Achtergrond

Beeldbellen in de hulpverlening: Horen, zien en ook voelen?

Sarah De Coninck, Elke Emmers

In tijden van COVID-19 slaan hulpverleners massaal aan het beeldbellen. Ze horen én zien hun cliënten. Dat geeft een gevoel van nabijheid. Maar is die digitale tool sterk genoeg om warme zorg te bieden? Wat leert onderzoek ons?

Dossier:  

© Unsplash / Victoria Heath

Koele minnaars

Iets meer dan een jaar geleden waren we ervan overtuigd dat onlinehulp meer vergt dan de aankoop van een tool. Begin dit jaar bleken hulpverleners in de geestelijke gezondheidszorg en digitale tools nog steeds koele minnaars. En kijk: door de coronacrisis schakelden hulpverleners de laatste weken massaal over op onlinehulpverlening.

‘Hulpverleners schakelden de laatste weken massaal over op online hulp.’

Jeugdwerkers en -hulpverleners bijvoorbeeld zetten in op beeldbellen en andere vormen van onlinehulp om de eenzaamheid van jongeren te doorbreken of om kwetsbare groepen te bereiken.

De toegevoegde waarde van het beeld maakt dat beeldbellen een manier is om vanop afstand nabij te zijn. Toch hebben hulpverleners nog vragen.

(OEFENGEGEVENS):
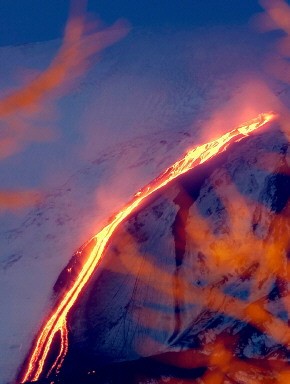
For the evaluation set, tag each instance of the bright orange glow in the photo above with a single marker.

(UIT TE VOEREN TAKEN):
[1] Waarop schakelden hulpverleners volgens de tekst over beeldbellen in de hulpverlening de laatste weken door de coronacrisis massaal over?
[2] Hervat de tekst over beeldbellen in de hulpverlening na de laatste zin.
De regels staan los van de tekst over beeldbellen in de hulpverlening.

(OEFENRESULTATEN):
[1] Op onlinehulpverlening.

[2]
Even effectief als face-to-face

Onderzoek wijst erop dat hulpverlening via beeldbellen even effectief is als face-to-facehulpverlening. Meer nog, enkele studies wijzen zelfs op betere resultaten via beeldbellen dan via face-to-faceondersteuning. Depressieve klachten van kinderen dalen sneller als zij via beeldbellen ondersteund worden door een professional dan via face-to-facecontacten.

Vooral sterk geprotocolleerde behandelingen zoals cognitieve gedragstherapie zijn gemakkelijk te vertalen naar consultaties via beeldbellen. De resultaten van onderzoek over onlinegroepsgesprekken via beeldbellen zijn dan weer onduidelijk omdat er praktische en technische uitdagingen zijn. Je praat bijvoorbeeld bij beeldbellen makkelijker door elkaar heen. Het is een hele opgave om het overzicht te houden over hoe iedereen erbij zit.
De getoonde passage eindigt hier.